Your instructions:
Please format the lines as a numbered list, starting with the line that contains "tan fur, farthest" and going on through the line that contains "x=187 y=115", both included. Leave out any blank lines.

Given data:
⁂

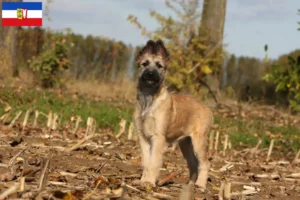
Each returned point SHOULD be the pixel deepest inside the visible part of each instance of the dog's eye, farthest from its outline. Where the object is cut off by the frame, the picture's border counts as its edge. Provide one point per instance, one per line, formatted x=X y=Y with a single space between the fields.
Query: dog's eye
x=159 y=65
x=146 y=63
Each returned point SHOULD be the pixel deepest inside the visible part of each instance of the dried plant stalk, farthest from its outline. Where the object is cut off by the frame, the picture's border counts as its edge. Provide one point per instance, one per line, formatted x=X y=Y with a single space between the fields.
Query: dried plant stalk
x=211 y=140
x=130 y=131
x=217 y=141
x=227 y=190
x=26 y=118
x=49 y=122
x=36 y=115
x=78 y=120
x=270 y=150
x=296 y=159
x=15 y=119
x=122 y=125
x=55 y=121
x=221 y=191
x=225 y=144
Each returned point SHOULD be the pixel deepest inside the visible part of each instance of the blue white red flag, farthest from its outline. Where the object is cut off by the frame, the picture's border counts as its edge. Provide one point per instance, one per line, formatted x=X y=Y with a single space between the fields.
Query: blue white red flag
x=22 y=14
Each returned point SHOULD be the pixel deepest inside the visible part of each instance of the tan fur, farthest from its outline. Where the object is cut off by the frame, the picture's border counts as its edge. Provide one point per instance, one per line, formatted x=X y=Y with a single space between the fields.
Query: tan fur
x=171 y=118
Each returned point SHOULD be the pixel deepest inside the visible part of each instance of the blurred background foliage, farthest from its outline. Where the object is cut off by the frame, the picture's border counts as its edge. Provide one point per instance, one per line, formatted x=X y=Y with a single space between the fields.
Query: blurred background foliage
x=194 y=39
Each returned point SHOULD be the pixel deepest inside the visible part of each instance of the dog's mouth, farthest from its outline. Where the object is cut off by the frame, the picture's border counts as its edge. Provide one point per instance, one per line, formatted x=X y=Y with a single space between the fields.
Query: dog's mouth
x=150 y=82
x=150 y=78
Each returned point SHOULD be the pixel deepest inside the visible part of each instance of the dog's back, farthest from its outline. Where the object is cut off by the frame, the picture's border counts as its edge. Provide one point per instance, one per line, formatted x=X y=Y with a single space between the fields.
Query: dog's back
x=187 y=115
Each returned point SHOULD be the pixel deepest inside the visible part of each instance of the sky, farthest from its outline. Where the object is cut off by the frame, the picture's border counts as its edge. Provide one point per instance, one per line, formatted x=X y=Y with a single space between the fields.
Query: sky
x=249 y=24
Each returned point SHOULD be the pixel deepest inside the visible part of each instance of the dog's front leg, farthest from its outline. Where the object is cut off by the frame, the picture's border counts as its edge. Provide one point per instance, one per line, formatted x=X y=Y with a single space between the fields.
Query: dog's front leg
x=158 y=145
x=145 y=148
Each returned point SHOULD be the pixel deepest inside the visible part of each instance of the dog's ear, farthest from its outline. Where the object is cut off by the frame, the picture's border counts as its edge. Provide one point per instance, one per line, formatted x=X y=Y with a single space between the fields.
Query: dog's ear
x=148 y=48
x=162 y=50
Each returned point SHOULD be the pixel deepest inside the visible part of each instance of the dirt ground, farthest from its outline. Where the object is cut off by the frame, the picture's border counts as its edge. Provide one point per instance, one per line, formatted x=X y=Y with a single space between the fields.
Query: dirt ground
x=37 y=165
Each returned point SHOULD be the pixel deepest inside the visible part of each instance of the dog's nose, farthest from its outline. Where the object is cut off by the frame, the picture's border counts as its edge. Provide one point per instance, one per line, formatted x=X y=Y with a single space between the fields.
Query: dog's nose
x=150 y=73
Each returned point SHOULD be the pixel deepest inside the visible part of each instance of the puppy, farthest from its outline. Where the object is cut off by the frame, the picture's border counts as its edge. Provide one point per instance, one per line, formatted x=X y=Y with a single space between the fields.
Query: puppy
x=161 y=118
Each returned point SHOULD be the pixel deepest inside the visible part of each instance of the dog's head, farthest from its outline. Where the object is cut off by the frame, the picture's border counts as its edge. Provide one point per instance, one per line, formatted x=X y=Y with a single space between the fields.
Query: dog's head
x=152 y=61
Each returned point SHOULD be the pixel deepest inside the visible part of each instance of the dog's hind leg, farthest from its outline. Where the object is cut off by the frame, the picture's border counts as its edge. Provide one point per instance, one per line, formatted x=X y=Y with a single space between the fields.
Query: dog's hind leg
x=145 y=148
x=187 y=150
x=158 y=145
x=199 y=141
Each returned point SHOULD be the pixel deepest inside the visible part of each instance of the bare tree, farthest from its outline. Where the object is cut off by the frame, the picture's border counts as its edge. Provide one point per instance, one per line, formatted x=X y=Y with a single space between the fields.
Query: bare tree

⁂

Result below:
1. Each returned point SHOULD be the pixel deepest inside the visible part of each instance of the tan fur, farthest from its outline. Where the object is cut off by the frame, the picture's border counts as its edge. Provide one point per instance, one per line, formatted x=X y=Y with a single space between the fields.
2. Query: tan fur
3. x=171 y=118
4. Each returned point SHOULD be the pixel deepest inside the visible part of each instance of the blurred background foliage, farthest from its outline. Where the object is cut off by the frame, the picture's border counts as its edge. Provide one point per instance, one per line, formatted x=X y=Y with a single space between the fields.
5. Query: blurred background foliage
6. x=194 y=39
7. Each returned point SHOULD be the pixel deepest inside the visible part of each instance of the dog's mouth, farthest from its outline. Where the object is cut off by the frame, the picture's border counts as its edge. Provide one point per instance, one per line, formatted x=X y=Y with a single space between the fields.
8. Query: dog's mouth
9. x=150 y=82
10. x=150 y=78
11. Each returned point SHOULD be the pixel deepest inside the visible part of each instance of the dog's back, farthest from its outline. Where the object is cut off by the frame, the picture's border counts as its edge. Provide one point per instance, one per line, formatted x=X y=Y with a single space between the fields.
12. Query: dog's back
13. x=187 y=115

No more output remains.